▶ Task objective
Scan the material below for the string "surface", and copy every line where it shows up.

▶ Task material
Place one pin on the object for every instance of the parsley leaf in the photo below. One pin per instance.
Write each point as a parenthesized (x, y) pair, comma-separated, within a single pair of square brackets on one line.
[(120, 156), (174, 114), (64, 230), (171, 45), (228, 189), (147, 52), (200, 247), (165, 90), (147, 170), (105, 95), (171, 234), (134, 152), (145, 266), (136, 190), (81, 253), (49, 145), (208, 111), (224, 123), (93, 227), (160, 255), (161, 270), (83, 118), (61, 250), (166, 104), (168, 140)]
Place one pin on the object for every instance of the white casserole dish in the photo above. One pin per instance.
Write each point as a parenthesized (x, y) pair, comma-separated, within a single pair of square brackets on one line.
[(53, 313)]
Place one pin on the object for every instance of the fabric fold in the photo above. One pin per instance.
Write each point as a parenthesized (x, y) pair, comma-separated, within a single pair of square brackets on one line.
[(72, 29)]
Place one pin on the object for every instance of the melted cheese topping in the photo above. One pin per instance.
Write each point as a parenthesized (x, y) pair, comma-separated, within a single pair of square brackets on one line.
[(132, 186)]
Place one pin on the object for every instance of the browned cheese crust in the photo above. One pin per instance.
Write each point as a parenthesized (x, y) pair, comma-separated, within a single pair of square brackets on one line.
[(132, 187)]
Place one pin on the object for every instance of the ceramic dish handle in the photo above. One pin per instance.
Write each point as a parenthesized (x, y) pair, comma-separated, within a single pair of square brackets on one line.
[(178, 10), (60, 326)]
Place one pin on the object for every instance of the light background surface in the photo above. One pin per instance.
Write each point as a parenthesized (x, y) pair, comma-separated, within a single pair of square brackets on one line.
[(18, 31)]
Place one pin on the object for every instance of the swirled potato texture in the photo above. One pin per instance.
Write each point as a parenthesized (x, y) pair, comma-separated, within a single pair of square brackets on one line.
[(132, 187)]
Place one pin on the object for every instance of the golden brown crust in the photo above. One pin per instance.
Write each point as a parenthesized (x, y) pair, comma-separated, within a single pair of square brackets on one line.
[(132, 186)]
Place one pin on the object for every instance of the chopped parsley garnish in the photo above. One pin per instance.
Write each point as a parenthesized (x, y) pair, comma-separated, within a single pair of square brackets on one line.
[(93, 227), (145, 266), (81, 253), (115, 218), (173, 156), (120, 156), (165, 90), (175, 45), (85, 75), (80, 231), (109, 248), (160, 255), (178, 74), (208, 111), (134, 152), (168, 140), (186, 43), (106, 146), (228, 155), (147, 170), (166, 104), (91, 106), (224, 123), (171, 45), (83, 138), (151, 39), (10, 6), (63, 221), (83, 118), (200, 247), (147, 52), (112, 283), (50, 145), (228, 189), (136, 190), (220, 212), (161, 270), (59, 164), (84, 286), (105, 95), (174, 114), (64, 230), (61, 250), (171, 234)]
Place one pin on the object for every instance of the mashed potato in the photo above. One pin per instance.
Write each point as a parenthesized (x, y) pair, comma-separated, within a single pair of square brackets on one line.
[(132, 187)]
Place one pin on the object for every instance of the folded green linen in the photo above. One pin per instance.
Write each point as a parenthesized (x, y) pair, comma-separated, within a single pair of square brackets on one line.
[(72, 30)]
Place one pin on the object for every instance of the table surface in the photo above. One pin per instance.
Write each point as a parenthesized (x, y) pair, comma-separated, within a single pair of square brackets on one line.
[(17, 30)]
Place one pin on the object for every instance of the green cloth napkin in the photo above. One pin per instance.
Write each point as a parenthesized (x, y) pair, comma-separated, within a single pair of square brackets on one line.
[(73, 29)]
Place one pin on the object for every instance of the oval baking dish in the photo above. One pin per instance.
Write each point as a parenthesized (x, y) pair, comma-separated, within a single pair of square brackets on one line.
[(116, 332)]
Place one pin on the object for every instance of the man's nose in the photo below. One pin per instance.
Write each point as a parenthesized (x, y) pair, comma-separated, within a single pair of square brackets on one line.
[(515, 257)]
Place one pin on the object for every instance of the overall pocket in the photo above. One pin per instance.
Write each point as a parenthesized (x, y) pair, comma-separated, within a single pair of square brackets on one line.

...

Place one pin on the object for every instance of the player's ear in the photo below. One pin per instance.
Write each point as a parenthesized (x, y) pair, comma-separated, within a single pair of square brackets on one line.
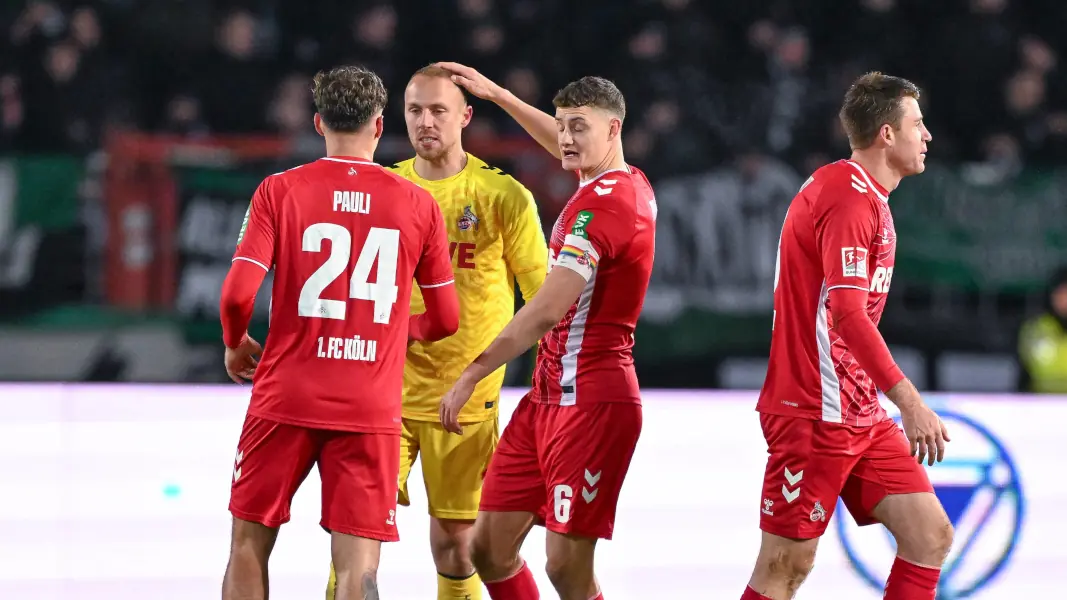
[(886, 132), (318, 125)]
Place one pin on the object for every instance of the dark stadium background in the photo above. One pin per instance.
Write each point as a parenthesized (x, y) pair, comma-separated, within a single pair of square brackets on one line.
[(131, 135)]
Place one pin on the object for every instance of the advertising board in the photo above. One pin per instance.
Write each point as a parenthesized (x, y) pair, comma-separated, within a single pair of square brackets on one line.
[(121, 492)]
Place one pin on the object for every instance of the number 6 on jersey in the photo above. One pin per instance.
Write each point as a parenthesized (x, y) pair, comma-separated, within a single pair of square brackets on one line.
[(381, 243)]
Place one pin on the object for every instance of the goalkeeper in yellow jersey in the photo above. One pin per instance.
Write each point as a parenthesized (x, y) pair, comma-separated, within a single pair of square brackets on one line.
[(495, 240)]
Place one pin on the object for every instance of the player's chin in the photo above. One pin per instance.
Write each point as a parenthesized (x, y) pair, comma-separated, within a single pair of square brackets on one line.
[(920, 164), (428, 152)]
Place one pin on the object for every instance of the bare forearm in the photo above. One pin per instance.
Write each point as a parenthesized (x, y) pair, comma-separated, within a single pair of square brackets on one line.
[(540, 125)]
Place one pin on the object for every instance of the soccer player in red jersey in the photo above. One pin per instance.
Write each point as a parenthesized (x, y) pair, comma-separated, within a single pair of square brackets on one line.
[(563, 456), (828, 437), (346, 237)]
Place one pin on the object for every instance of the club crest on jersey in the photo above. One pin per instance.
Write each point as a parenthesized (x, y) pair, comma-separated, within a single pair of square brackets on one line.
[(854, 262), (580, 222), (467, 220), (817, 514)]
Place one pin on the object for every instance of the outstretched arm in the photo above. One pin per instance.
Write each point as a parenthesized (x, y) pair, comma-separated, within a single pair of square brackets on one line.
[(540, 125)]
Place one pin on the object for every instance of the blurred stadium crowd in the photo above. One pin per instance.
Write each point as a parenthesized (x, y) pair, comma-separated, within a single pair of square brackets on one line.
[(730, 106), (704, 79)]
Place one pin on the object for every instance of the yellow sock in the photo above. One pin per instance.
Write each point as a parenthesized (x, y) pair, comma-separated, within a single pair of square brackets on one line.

▶ Response to this task
Place one pin on the object for every instance of the light background surface in the photo above. One pin per instance.
Place one pin on the object for every instance of the table surface in the photo above. One pin per instance.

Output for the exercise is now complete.